-- Supplied records follows --
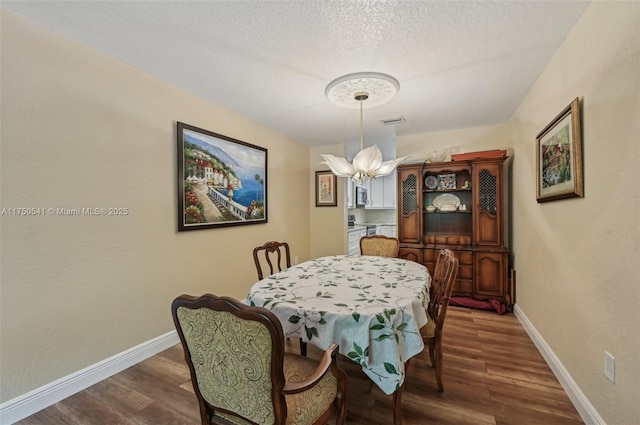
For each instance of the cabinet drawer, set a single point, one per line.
(465, 257)
(463, 286)
(465, 271)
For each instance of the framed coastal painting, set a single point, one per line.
(559, 156)
(221, 181)
(326, 195)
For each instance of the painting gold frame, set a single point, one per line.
(559, 157)
(326, 189)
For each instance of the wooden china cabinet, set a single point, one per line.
(457, 205)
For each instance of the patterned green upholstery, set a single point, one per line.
(232, 362)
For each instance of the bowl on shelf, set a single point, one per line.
(448, 207)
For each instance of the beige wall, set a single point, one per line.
(577, 259)
(578, 274)
(82, 130)
(328, 224)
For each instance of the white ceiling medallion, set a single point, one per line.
(350, 91)
(380, 87)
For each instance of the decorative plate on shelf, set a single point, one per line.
(447, 181)
(431, 182)
(446, 202)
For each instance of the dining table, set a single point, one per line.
(371, 307)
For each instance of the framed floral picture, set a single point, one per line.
(326, 190)
(221, 181)
(559, 156)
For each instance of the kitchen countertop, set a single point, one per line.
(356, 227)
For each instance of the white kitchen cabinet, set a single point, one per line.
(387, 230)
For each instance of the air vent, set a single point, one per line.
(394, 121)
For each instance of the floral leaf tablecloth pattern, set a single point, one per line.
(372, 307)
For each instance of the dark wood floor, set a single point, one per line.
(493, 374)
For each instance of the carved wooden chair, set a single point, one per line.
(241, 373)
(379, 245)
(272, 250)
(444, 275)
(278, 251)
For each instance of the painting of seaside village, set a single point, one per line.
(556, 158)
(222, 181)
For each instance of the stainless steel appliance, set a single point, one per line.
(361, 197)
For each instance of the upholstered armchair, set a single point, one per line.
(241, 373)
(379, 245)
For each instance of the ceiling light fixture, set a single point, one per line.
(350, 91)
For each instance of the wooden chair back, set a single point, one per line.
(379, 245)
(278, 251)
(444, 276)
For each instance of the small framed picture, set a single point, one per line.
(446, 181)
(326, 190)
(559, 157)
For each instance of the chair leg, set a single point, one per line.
(432, 356)
(397, 406)
(438, 355)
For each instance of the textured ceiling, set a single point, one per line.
(460, 64)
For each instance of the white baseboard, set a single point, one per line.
(586, 411)
(40, 398)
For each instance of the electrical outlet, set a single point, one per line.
(610, 367)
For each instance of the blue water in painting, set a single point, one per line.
(251, 191)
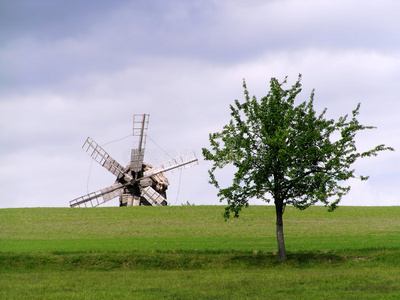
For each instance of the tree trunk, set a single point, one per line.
(279, 231)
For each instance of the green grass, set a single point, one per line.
(190, 252)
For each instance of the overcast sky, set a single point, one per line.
(73, 69)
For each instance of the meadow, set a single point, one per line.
(190, 252)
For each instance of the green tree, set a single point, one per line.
(285, 152)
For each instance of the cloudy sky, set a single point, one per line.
(73, 69)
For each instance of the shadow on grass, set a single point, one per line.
(189, 260)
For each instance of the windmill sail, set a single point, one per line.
(140, 125)
(186, 160)
(99, 197)
(104, 159)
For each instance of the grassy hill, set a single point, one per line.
(191, 252)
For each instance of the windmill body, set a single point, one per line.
(138, 183)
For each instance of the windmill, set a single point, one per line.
(138, 183)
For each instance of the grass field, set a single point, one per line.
(190, 252)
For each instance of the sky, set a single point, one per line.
(73, 69)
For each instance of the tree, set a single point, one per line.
(285, 151)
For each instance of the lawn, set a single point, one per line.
(190, 252)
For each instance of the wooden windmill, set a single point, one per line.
(138, 183)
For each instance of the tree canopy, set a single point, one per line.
(286, 152)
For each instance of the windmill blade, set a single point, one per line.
(99, 197)
(152, 196)
(140, 125)
(104, 159)
(186, 160)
-- Supplied records concluded --
→ **Task instructions**:
Only the span from the line with "For each instance of the overcast" through the final line of the records goes in the output, each line unchanged.

→ **Exercise solution**:
For each instance of the overcast sky, set a single point, one per line.
(73, 69)
For each instance of the meadow, set a single point, one per line.
(190, 252)
For each instance of the green tree, set a single point, one per line.
(285, 152)
For each instance of the cloudy sky, set a single point, one per line.
(73, 69)
For each instance of the shadow on grass, set a single point, one per line.
(189, 260)
For each instance of the windmill sail, set a single point, one per line.
(140, 125)
(186, 160)
(99, 197)
(104, 159)
For each instance of the grassy hill, set a single point, one per line.
(191, 252)
For each instance of the windmill body, set a single point, one per line.
(138, 183)
For each instance of the windmill, set a single point, one per line.
(138, 183)
For each instance of the grass field, set a single point, one per line.
(190, 252)
For each instance of the sky, set a single point, one per line.
(73, 69)
For each instance of the tree, set a single point, one per line.
(285, 151)
For each instance of the lawn, set a single point, one per line.
(190, 252)
For each instance of the wooden windmill, set a single point, one per line.
(138, 183)
For each instance of the tree canopy, set a single point, one per line.
(286, 152)
For each instance of the windmill blade, set a single point, one per line.
(99, 197)
(152, 196)
(140, 125)
(104, 159)
(186, 160)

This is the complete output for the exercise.